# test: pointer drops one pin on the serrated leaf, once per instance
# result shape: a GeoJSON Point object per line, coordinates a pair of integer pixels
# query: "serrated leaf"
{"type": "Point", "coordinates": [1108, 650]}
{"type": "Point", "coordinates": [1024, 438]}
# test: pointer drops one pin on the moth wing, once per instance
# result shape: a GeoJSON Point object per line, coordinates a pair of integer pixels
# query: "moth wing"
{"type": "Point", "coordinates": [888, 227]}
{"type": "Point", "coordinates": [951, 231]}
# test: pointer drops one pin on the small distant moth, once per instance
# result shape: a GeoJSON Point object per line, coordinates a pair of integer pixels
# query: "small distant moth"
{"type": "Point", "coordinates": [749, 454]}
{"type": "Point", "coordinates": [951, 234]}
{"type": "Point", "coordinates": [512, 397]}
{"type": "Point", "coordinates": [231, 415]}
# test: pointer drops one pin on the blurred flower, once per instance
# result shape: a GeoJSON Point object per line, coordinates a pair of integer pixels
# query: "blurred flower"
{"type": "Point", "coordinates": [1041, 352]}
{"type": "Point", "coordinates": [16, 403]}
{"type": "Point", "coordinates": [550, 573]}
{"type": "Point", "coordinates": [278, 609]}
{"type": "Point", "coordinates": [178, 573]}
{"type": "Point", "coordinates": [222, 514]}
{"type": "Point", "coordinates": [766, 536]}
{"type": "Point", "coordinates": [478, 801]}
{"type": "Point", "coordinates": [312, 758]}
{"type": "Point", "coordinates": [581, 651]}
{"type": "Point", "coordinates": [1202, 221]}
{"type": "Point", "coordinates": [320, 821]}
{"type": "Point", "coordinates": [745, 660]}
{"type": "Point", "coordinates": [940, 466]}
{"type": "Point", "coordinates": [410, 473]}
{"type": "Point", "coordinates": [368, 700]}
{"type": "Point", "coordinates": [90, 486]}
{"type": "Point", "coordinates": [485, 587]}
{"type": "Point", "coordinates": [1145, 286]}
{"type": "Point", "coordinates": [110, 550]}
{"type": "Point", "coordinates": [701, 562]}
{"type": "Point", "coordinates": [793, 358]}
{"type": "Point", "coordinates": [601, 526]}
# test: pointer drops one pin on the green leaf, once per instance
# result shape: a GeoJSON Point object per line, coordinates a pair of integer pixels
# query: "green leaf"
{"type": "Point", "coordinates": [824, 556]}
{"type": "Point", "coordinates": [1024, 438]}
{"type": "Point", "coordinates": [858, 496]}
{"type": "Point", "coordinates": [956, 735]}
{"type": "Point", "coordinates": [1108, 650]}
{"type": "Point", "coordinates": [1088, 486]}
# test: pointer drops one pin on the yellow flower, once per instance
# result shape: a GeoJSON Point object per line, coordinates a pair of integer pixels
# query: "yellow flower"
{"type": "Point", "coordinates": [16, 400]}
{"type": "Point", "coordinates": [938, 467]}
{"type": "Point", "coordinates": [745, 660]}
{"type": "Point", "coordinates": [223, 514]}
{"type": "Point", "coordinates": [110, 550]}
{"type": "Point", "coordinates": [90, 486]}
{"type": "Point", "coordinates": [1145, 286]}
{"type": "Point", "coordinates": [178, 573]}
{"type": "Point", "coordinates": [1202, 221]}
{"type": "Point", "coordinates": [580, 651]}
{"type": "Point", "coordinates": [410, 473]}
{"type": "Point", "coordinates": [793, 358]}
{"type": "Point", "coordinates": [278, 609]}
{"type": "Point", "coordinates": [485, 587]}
+-------+
• _SHORT TASK_: Lay out every entry above as a two-column CSV with the header "label" and "points", one row per entry. Put the entry's text in the first quoted field and its answer in the second, turning line breaks into spaces.

• _TASK SOLUTION_:
label,points
"# test: pointer drops one pin on the serrated leaf, once per instance # result shape: a GeoJSON Point object per line, coordinates a pair of integer pixels # query: ""serrated leaf""","{""type"": ""Point"", ""coordinates"": [1108, 650]} {""type"": ""Point"", ""coordinates"": [1024, 438]}"
"# test: pointer drops one pin on the moth wing, once per instance # result shape: a GeoJSON Point object per line, coordinates a pair of integer pixels # query: ""moth wing""","{""type"": ""Point"", ""coordinates"": [888, 227]} {""type"": ""Point"", ""coordinates"": [951, 231]}"
"# test: pointer drops one pin on the small distant moth, once per instance # result shape: a GeoJSON Point object per line, coordinates a pair of integer pixels # query: ""small distant moth""","{""type"": ""Point"", ""coordinates"": [749, 454]} {""type"": ""Point"", ""coordinates"": [951, 234]} {""type"": ""Point"", ""coordinates"": [512, 397]} {""type"": ""Point"", ""coordinates"": [231, 415]}"
"# test: pointer drops one pin on the blurred flower, once per instance # result shape: a GeoJSON Point object per line, coordinates a pair of integer pixels # query: ""blurred flower""","{""type"": ""Point"", ""coordinates"": [1041, 352]} {""type"": ""Point"", ""coordinates"": [16, 403]} {""type"": ""Point"", ""coordinates"": [550, 573]} {""type"": ""Point"", ""coordinates"": [278, 609]} {""type"": ""Point"", ""coordinates"": [178, 573]} {""type"": ""Point"", ""coordinates"": [222, 514]} {""type"": ""Point"", ""coordinates"": [766, 536]} {""type"": ""Point"", ""coordinates"": [478, 801]} {""type"": ""Point"", ""coordinates"": [312, 758]} {""type"": ""Point"", ""coordinates"": [581, 651]} {""type"": ""Point"", ""coordinates"": [1202, 221]} {""type"": ""Point"", ""coordinates"": [320, 821]} {""type"": ""Point"", ""coordinates"": [745, 660]} {""type"": ""Point"", ""coordinates"": [940, 466]} {""type"": ""Point"", ""coordinates"": [410, 473]} {""type"": ""Point"", ""coordinates"": [368, 700]} {""type"": ""Point"", ""coordinates"": [90, 486]} {""type"": ""Point"", ""coordinates"": [485, 587]} {""type"": ""Point"", ""coordinates"": [1145, 286]} {""type"": ""Point"", ""coordinates"": [110, 550]} {""type"": ""Point"", ""coordinates"": [701, 562]} {""type"": ""Point"", ""coordinates"": [793, 358]} {""type"": ""Point"", ""coordinates"": [601, 526]}"
"# test: pointer drops one pin on the green leaf, once per instance # result shape: a GeoJSON Point object per line, coordinates a pair of integer pixels # query: ""green leaf""","{""type"": ""Point"", ""coordinates"": [824, 556]} {""type"": ""Point"", ""coordinates"": [1024, 438]} {""type"": ""Point"", ""coordinates"": [858, 496]} {""type"": ""Point"", ""coordinates"": [956, 735]} {""type"": ""Point"", ""coordinates"": [1108, 650]} {""type"": ""Point"", ""coordinates"": [1088, 486]}"
"# test: pointer drops one pin on the yellow flower, once per instance # result shape: a GeoJSON Point object per line, coordinates a pair of integer pixels # query: ""yellow flower""","{""type"": ""Point"", ""coordinates"": [16, 400]} {""type"": ""Point"", ""coordinates"": [938, 467]} {""type"": ""Point"", ""coordinates"": [745, 660]} {""type"": ""Point"", ""coordinates"": [223, 514]} {""type"": ""Point"", ""coordinates"": [110, 550]} {""type"": ""Point"", ""coordinates"": [90, 486]} {""type"": ""Point"", ""coordinates"": [1145, 286]} {""type"": ""Point"", ""coordinates"": [178, 573]} {""type"": ""Point"", ""coordinates"": [1202, 221]} {""type"": ""Point"", ""coordinates"": [580, 651]} {""type"": ""Point"", ""coordinates"": [410, 473]} {""type"": ""Point"", ""coordinates"": [793, 358]} {""type"": ""Point"", ""coordinates"": [278, 609]} {""type"": ""Point"", ""coordinates"": [485, 587]}"